━━ SELECTED TEXT ━━
Minnie Miñoso Academy — the building formerly known as George McClellan Elementary, located just a few blocks west of Sox ballpark Guaranteed Rate Field — was celebrated Thursday with a back-to-school bash ahead of opening day in Chicago Public Schools Monday. Miñoso’s son, Charlie Rice-Miñoso, and Sox mascot Southpaw were among those on hand to welcome families to the rechristened campus.

Miñoso was Chicago’s first Black major-league player when he joined the team in 1951 — homering off a Yankees pitcher his first time at bat in Comiskey Park — and was one of the game’s first Afro-Latino stars. The Hall of Famer was a multi-season All-Star who spent part of 12 seasons with the Sox and also played for the Cleveland Indians, St. Louis Cardinals and Washington Senators after three seasons in the Negro Leagues. He died in 2015.

The building bearing his name is among three in CPS that are beginning the new school year with new monikers. The others are Daisy Bates Academy of Social Justice, formerly Caldwell Academy of Math & Science, and Monarcas Academy, formerly Enrico Tonti Elementary.

Teacher Tymika Seawood, right, high-fives other employees during a ceremony celebrating the renaming of Chicago Public Schools’ McClellan Elementary School to Minnie Miñoso Academy on Aug. 17, 2023, in the Bridgeport neighborhood. (Armando L. Sanchez/Chicago Tribune)
━━━
▶ _WHAT IS ASKED_
[1] Rewrite the stretch of the Chicago school renaming article from "The building bearing" through "Enrico Tonti Elementary.", substituting "names" for "monikers".
[2] How would the article about the Chicago school renamings continue after its final sentence?
━━ RECORDS SHOWN ━━
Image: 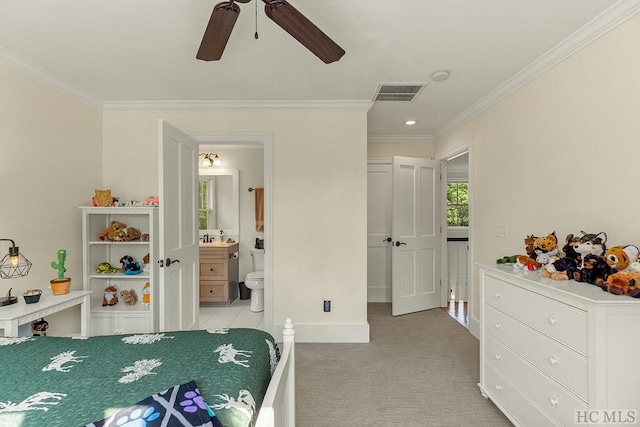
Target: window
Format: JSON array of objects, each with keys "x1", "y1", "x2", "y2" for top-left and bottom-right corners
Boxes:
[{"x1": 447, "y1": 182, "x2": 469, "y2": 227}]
━━━
━━ RECORDS SHOWN ━━
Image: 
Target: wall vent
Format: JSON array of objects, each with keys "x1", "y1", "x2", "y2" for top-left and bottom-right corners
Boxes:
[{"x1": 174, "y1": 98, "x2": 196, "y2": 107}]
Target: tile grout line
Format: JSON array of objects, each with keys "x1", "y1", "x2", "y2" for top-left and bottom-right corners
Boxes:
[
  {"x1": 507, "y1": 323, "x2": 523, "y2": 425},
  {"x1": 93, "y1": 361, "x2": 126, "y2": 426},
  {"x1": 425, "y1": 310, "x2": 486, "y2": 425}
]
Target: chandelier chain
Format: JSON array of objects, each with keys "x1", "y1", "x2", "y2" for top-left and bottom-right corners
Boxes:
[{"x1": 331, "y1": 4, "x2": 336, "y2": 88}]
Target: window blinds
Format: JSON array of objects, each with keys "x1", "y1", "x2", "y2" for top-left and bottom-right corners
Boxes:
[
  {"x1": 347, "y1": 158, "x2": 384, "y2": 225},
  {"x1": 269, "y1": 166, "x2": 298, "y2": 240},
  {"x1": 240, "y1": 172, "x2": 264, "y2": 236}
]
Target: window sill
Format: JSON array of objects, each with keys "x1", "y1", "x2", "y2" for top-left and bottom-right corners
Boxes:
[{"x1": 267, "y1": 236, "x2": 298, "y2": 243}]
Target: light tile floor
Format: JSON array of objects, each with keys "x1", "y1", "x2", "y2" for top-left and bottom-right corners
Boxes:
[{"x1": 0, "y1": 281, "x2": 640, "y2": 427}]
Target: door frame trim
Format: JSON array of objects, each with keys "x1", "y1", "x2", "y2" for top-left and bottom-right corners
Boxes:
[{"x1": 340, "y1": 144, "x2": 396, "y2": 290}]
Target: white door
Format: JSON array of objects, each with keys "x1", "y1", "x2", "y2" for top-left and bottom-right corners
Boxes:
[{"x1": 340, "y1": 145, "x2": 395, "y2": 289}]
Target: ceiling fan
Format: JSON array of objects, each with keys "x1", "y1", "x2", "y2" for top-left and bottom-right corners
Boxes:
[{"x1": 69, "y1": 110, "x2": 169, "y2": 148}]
━━━
▶ _ANSWERS TO THE PROBLEMS_
[1]
The building bearing his name is among three in CPS that are beginning the new school year with new names. The others are Daisy Bates Academy of Social Justice, formerly Caldwell Academy of Math & Science, and Monarcas Academy, formerly Enrico Tonti Elementary.

[2]
CPS said it worked with families, teachers and students to come up with names that “better reflect the community and its values.”

It’s part of a larger effort to rid Illinois’ largest school district of campuses named after people who were slaveholders or are otherwise considered problematic by modern standards. McClellan, for example, was a politician and a commanding general for the U.S. Army during the Civil War, but while he fought on the Union side, he largely opposed the abolition of slavery.

CPS also recently renamed Daniel Boone Elementary to Mosaic School of Fine Arts. Boone, a pioneer and frontiersman who died in 1820, was long viewed as a folk hero, but his legacy has been reconsidered because he was a slave owner and because of his treatment of Indigenous people. CPS’ equity office determined him to be a “historically egregious figure.”